About this task
Every record, from the first to the last, is to be printed again exactly.

[Data records]
________________

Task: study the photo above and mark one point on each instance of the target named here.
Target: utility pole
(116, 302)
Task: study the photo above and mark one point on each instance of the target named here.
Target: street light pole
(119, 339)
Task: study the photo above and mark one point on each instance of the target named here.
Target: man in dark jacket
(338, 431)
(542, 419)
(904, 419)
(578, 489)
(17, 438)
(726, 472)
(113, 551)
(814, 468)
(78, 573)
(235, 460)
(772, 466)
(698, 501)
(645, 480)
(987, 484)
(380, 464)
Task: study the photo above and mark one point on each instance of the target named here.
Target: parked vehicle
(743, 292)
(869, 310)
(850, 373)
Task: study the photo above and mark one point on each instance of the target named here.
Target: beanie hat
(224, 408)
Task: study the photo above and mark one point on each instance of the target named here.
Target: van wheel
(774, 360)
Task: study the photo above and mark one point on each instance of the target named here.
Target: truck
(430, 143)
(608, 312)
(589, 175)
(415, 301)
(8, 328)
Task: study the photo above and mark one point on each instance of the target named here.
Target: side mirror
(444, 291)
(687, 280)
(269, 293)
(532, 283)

________________

Solution for this exercise
Task: study the photo above and mark one point on each instance of the target named here.
Target: utility pole
(116, 302)
Task: study the photo above and mark one point on each instance of the target named here.
Target: street light pole
(119, 339)
Task: study the photo above and mark one point on each instance of the target named here.
Target: man in dark jacket
(338, 431)
(542, 419)
(904, 419)
(578, 489)
(17, 438)
(726, 472)
(113, 551)
(814, 468)
(78, 573)
(235, 460)
(772, 466)
(698, 501)
(645, 480)
(987, 484)
(380, 464)
Task: study the photo above and mark one point on each instance of the target named here.
Target: parked vehicle
(743, 292)
(869, 310)
(850, 373)
Task: study the photo above and mark one point on each instance of the target named here.
Target: beanie hat
(224, 408)
Task: study the photo above and mark one point on each instance of the target named here.
Target: van wheel
(774, 360)
Task: study the photo above and mark one point on each instance of the target named here.
Target: truck
(430, 143)
(608, 312)
(589, 175)
(415, 301)
(8, 328)
Task: study the photo above and mark one point on each instance of the target named here.
Target: side mirror
(444, 291)
(687, 280)
(269, 293)
(532, 283)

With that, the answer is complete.